§ **PROBLEM STATEMENT**:
Write out the lines starting at the one that holds "For each instance of the white" and ending with the final line of the data, exactly and with no others.

-- SOURCE INFORMATION follows --

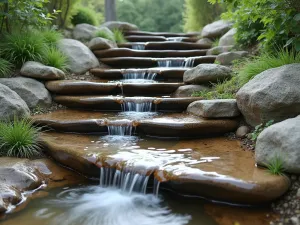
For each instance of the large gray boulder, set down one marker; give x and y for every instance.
(31, 91)
(98, 43)
(124, 26)
(216, 29)
(84, 31)
(280, 141)
(81, 59)
(188, 90)
(11, 104)
(218, 108)
(271, 95)
(39, 71)
(205, 73)
(227, 58)
(228, 38)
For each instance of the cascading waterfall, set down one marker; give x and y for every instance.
(137, 105)
(128, 181)
(138, 46)
(129, 75)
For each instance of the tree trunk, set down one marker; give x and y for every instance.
(110, 10)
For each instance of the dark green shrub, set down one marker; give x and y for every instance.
(19, 139)
(84, 15)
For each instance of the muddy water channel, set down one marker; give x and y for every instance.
(132, 199)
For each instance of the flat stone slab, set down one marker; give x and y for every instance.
(163, 73)
(215, 168)
(125, 52)
(164, 34)
(166, 125)
(75, 87)
(111, 103)
(143, 62)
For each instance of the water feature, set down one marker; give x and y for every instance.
(138, 46)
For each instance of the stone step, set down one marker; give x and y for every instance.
(165, 125)
(114, 103)
(141, 62)
(125, 52)
(166, 45)
(145, 38)
(214, 168)
(75, 87)
(164, 34)
(163, 73)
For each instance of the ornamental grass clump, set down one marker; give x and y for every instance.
(19, 138)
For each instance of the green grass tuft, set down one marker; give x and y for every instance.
(5, 68)
(51, 36)
(119, 36)
(19, 48)
(103, 34)
(19, 138)
(257, 65)
(55, 58)
(275, 166)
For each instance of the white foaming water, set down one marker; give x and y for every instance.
(109, 206)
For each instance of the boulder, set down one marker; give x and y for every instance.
(31, 91)
(188, 90)
(242, 131)
(219, 50)
(228, 38)
(219, 108)
(280, 141)
(205, 41)
(84, 31)
(227, 58)
(11, 104)
(271, 95)
(39, 71)
(124, 26)
(98, 43)
(216, 29)
(81, 59)
(205, 73)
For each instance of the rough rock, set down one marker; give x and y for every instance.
(281, 141)
(218, 108)
(39, 71)
(228, 38)
(216, 29)
(271, 95)
(205, 73)
(31, 91)
(101, 44)
(205, 41)
(242, 131)
(227, 58)
(188, 90)
(219, 49)
(81, 59)
(11, 104)
(124, 26)
(84, 31)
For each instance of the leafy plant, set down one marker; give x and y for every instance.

-- SOURCE INFORMATION concluded --

§ **ANSWER SECTION**:
For each instance of the white foaming water, set down one marker; give x and y for every instance.
(109, 206)
For each instance of the boulder, set down one marker; give x and y for every instance.
(31, 91)
(188, 90)
(242, 131)
(219, 50)
(228, 38)
(219, 108)
(280, 141)
(205, 41)
(84, 31)
(227, 58)
(11, 104)
(271, 95)
(39, 71)
(124, 26)
(98, 43)
(216, 29)
(81, 59)
(205, 73)
For each instance of the rough rock, set down one marker; give x and y for every instance.
(281, 141)
(218, 108)
(39, 71)
(228, 38)
(216, 29)
(271, 95)
(205, 73)
(31, 91)
(101, 44)
(205, 41)
(242, 131)
(227, 58)
(188, 90)
(219, 49)
(81, 59)
(11, 104)
(124, 26)
(84, 31)
For each instance of the leafy plant, set down one marker; give x and y for every instance.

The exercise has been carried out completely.